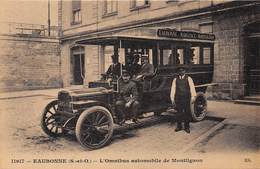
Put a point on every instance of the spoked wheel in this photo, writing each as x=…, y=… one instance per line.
x=51, y=121
x=199, y=107
x=94, y=127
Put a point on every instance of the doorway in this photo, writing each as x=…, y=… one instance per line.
x=77, y=65
x=253, y=66
x=252, y=59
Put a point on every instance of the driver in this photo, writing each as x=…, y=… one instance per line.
x=146, y=69
x=114, y=70
x=128, y=98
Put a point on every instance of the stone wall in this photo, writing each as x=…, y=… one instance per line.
x=29, y=63
x=229, y=52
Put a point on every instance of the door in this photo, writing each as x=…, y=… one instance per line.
☆ ☆ ☆ ☆
- Task details: Write down exactly the line that contains "Put a point on every instance of the stone" along with all later lines of the material, ending at its final line.

- Written reply:
Put a point on every instance of the stone wall in this photo, writing each as x=…, y=… one instance per line.
x=29, y=63
x=229, y=52
Put a point on every instance of the door in this photo, writing each as x=…, y=… one instance per line.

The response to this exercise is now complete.